**Task statement**
How many lines below include the string "keep"? State the number alone.

**Information supplied**
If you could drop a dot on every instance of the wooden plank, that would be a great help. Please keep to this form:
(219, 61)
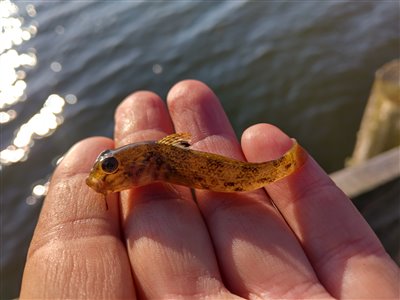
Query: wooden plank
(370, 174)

* * *

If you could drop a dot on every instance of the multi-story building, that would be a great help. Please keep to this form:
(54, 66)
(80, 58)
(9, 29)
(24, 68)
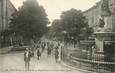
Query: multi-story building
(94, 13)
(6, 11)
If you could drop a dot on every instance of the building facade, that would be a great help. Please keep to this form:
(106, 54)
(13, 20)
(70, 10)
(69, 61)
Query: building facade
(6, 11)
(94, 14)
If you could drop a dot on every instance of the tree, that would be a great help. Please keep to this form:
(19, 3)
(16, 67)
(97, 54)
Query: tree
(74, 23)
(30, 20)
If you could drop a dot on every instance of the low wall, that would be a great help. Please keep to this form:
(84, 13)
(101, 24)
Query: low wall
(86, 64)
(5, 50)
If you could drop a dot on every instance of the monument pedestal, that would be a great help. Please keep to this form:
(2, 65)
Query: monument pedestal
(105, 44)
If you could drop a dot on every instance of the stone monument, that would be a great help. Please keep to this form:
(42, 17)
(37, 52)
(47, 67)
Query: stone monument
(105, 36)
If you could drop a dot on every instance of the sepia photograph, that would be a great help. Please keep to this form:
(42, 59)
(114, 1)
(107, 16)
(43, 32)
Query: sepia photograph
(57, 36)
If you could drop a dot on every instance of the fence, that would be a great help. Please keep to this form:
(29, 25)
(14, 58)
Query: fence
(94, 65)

**Reply to the exercise**
9